Repeat the records below exactly, leaving out every picture.

» **SUPPLIED MATERIAL**:
---+---

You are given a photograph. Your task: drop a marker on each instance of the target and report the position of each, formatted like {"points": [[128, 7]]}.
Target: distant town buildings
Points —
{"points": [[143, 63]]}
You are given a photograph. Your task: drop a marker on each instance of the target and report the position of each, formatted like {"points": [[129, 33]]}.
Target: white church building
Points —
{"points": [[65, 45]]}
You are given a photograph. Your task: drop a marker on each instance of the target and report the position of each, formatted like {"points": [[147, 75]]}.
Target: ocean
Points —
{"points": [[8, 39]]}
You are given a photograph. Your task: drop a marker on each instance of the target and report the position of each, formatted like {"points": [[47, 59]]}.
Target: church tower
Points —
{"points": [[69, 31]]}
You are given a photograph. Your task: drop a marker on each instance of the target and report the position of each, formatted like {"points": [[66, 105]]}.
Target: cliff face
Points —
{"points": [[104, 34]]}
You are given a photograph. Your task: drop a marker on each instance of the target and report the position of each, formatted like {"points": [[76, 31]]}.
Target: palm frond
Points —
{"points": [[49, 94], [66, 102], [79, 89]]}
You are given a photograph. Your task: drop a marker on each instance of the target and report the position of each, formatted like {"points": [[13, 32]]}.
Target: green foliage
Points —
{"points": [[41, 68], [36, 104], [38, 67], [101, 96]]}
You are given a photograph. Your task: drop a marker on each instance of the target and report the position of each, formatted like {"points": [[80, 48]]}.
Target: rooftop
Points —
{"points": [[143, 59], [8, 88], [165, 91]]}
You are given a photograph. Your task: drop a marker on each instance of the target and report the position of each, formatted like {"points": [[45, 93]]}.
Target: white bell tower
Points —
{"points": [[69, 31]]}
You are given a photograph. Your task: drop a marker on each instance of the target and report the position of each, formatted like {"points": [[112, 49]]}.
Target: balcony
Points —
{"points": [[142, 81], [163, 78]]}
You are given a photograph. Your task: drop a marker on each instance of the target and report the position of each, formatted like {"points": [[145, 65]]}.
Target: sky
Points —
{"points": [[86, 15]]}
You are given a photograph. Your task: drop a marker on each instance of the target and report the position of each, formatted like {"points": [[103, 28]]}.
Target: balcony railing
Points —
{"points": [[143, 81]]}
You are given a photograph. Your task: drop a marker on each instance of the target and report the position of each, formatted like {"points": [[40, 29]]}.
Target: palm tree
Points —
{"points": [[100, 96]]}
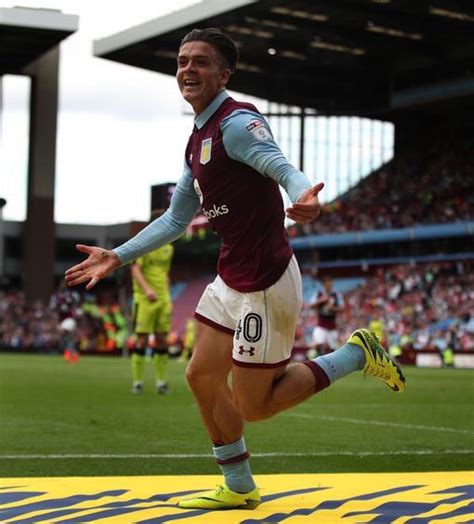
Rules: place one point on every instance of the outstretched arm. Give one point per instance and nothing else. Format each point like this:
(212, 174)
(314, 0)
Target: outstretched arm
(102, 262)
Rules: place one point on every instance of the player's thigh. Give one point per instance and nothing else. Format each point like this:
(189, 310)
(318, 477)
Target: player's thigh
(212, 353)
(163, 318)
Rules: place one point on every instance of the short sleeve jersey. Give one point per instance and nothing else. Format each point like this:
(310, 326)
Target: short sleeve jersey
(244, 207)
(155, 267)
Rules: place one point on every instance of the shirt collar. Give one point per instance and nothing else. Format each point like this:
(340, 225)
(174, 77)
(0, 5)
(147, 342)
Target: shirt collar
(203, 117)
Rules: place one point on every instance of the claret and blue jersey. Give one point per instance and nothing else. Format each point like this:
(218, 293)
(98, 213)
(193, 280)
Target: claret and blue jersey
(232, 169)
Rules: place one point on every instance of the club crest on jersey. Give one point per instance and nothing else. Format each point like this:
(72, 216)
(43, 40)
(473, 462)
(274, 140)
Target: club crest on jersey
(206, 146)
(198, 190)
(259, 130)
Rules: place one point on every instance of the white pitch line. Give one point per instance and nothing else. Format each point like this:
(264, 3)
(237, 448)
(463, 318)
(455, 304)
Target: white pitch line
(254, 455)
(379, 423)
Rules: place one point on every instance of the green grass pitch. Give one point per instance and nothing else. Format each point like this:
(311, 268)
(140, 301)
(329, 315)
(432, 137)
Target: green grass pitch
(59, 419)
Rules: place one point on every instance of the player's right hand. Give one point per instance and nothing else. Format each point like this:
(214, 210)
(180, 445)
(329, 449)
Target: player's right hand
(100, 263)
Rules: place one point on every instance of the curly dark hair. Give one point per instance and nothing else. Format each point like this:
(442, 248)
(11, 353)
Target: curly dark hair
(219, 40)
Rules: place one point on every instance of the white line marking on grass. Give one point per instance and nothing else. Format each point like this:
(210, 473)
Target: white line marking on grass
(256, 455)
(379, 423)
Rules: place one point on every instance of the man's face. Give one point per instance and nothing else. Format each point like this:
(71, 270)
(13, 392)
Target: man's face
(201, 74)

---+---

» **RESULT OF THIS TASK**:
You are given a photograph. Your task: drop a marker on each instance of the target and report the position of each, formatted like {"points": [[128, 7]]}.
Target: distant town buildings
Points —
{"points": [[143, 63]]}
You are given a photograph. Your task: drop a marker on each instance of the target and report the position of each, formatted like {"points": [[129, 33]]}.
Target: white church building
Points —
{"points": [[65, 45]]}
You are given a photograph. Your task: drop a marker on each instance of the target and report the position of each, formatted like {"points": [[147, 75]]}.
Target: ocean
Points —
{"points": [[8, 39]]}
You are given a photograph. Your task: drop a marker on each instance of the target and report the position of each, formatted like {"points": [[47, 59]]}.
Target: church tower
Points —
{"points": [[69, 31]]}
You are given a photograph. Your task: drop a marker on each instance of the target and report the position of each, formatted like {"points": [[66, 105]]}.
Target: cliff face
Points —
{"points": [[104, 34]]}
You are given a photograph. Your task: drop a marker on each instance of the target and report the position of each, formatted like {"points": [[76, 31]]}.
Target: palm frond
Points —
{"points": [[49, 94], [66, 102], [79, 89]]}
You are given a photograph. Your task: drop a marker on each instance of the target and report the position of each, formatted like {"points": [[13, 32]]}.
Target: green foliage
Points —
{"points": [[41, 68], [36, 104], [38, 67], [101, 96]]}
You are given a photograph. Your task: drop a marker on each instance of the target and report the position of each, formatted like {"points": [[80, 48]]}.
Target: rooftop
Points —
{"points": [[143, 59], [8, 88], [165, 91]]}
You are given a photograph. Your task: drop a marker on each instance of the target and report the position of each, formatted like {"points": [[45, 93]]}.
Target: white bell tower
Points —
{"points": [[69, 31]]}
You are given a photograph. Your task: drop a marker on each instance of the target and report the position of each, formatted like {"points": [[112, 49]]}.
Target: balcony
Points —
{"points": [[142, 81], [163, 78]]}
You are given a photograph. Your task: drop a marker on each instance of the target and report the position of each, formatted like {"points": [[145, 65]]}.
Target: sky
Points —
{"points": [[86, 15]]}
You are given a photograph. Your task: drop a marker on each instance of the target and report the position of each, formatted like {"points": [[103, 28]]}.
Target: balcony railing
Points —
{"points": [[143, 81]]}
You are given a photograph. Your task: drop a marker on each instance of the target and report the position of each, formatted like {"points": [[40, 29]]}.
Target: palm tree
Points —
{"points": [[100, 96]]}
Rules: place one point on every instance of the outstretched arm. Give one point per instance and nothing else. Format each point like this:
(212, 174)
(314, 0)
Target: outstretched arm
(102, 262)
Rules: place one point on every instance of the player's thigh. Give one point per instance and nothing else. Format each point like this:
(189, 310)
(318, 477)
Target: player's thigh
(212, 353)
(163, 318)
Rules: place one point on every instance of the short sleeve jersey. Give one point per instance and nothing else. Format each point like this:
(310, 326)
Target: short sleeve jersey
(244, 207)
(155, 267)
Rules: place one point on every instance of the shirt collar. Give one point per instance and nothing else. Format each point like this:
(340, 225)
(174, 77)
(0, 5)
(147, 342)
Target: shirt collar
(203, 117)
Rules: place one point on every instance of the claret and blue jersey. Give one point per instance and nothing else. Format each point like this:
(218, 293)
(98, 213)
(193, 280)
Target: claret and blue jersey
(232, 169)
Rules: place one point on every instance of the club crest on jersey. Give one point per instance and nothing else. Format each point like this:
(72, 216)
(43, 40)
(473, 462)
(274, 140)
Target: club crest on jersey
(206, 146)
(198, 190)
(259, 130)
Rules: place one point on every instance of the white pitch line. Give one point per instance and nothing else. Format each point like this:
(264, 3)
(237, 448)
(463, 318)
(455, 304)
Target: white pitch line
(254, 455)
(379, 423)
Rules: place one point on every instance of the green grass pitch. Give one point per instance and nothing else. Format each point like this:
(311, 268)
(140, 301)
(329, 315)
(432, 137)
Target: green grass pitch
(59, 419)
Rules: place one point on every instance of the player's right hand. Give one point per instance and nothing else. Format each point like this:
(214, 210)
(180, 445)
(329, 449)
Target: player's right hand
(100, 263)
Rules: place one point on every instance of the curly dark hair. Give one point per instance and nothing else. Format each point like this:
(442, 248)
(11, 353)
Target: curly dark hair
(219, 40)
Rules: place one point on every instance of the white line marking on grass. Give one point per instance and nothing else. Format each point like this:
(210, 473)
Target: white line marking on grass
(256, 455)
(379, 423)
Rules: place one point on every instance of the man's face. Give one point per instance and nothing else. Format each point like this:
(71, 270)
(13, 392)
Target: man's face
(201, 74)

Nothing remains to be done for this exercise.